Starting at the line that contains "of the silver" and ending at the last of the lines below, write those lines out again, request lines included, with 135 added to every coordinate number in the answers.
======== DATASET ENTRIES ========
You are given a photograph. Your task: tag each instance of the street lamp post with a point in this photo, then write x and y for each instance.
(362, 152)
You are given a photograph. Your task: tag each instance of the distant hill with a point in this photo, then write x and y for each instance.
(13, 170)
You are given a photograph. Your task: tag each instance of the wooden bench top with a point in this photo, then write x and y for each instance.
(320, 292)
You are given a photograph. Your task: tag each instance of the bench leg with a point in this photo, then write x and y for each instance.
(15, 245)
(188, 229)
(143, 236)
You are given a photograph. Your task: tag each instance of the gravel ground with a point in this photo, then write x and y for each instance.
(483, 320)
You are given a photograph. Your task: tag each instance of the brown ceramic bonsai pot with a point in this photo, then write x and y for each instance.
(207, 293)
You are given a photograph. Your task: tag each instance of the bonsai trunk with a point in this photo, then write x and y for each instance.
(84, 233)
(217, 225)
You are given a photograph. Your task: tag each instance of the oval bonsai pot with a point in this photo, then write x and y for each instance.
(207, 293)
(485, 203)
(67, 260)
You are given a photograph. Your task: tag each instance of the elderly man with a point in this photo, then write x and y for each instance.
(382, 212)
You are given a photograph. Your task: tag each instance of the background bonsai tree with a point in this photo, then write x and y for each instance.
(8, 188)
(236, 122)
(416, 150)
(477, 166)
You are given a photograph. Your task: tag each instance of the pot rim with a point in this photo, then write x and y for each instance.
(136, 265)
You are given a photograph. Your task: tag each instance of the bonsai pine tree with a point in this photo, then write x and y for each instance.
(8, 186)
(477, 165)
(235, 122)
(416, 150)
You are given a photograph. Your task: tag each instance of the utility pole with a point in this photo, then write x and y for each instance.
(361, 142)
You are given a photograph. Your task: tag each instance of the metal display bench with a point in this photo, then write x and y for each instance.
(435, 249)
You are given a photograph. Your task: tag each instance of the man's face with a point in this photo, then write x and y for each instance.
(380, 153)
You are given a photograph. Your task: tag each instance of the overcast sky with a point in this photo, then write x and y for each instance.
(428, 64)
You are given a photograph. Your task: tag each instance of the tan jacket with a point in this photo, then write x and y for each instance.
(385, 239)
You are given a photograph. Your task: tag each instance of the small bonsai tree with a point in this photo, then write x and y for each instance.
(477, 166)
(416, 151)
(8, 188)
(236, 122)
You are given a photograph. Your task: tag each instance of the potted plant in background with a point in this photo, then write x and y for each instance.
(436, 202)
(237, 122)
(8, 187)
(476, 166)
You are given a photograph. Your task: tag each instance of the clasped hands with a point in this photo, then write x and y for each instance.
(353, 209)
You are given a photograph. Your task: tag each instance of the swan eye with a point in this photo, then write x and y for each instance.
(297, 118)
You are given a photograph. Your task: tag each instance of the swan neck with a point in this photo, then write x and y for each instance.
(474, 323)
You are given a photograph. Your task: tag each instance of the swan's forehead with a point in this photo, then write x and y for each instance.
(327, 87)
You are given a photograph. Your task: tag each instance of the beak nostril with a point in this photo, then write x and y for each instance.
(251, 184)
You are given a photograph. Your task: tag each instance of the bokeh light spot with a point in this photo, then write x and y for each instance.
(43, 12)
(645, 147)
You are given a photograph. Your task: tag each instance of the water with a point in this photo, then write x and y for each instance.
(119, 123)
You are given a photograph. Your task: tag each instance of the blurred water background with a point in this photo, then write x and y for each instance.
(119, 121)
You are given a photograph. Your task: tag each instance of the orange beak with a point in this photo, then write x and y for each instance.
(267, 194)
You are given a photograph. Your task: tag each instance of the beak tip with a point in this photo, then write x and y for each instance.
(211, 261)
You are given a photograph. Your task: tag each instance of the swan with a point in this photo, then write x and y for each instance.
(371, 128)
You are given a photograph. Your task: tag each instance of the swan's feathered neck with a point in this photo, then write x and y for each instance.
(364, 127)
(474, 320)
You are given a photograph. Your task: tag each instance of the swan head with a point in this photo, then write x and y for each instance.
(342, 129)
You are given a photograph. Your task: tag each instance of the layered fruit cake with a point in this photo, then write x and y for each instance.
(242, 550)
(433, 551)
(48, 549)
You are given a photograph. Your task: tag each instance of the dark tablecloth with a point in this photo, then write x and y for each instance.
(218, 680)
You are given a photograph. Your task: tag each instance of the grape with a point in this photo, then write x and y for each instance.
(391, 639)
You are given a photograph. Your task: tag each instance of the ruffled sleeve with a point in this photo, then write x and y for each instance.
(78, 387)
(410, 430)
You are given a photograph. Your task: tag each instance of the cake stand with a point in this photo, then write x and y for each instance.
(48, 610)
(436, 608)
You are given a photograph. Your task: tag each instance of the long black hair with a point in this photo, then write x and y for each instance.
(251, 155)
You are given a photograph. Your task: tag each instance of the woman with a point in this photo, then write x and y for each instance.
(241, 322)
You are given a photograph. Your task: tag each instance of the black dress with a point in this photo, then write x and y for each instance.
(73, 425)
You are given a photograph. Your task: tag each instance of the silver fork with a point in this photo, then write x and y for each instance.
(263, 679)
========
FULL OUTPUT:
You are given a photograph. Your task: tag each instance of the silver fork with a point in this photo, then write x and y for each instance.
(398, 814)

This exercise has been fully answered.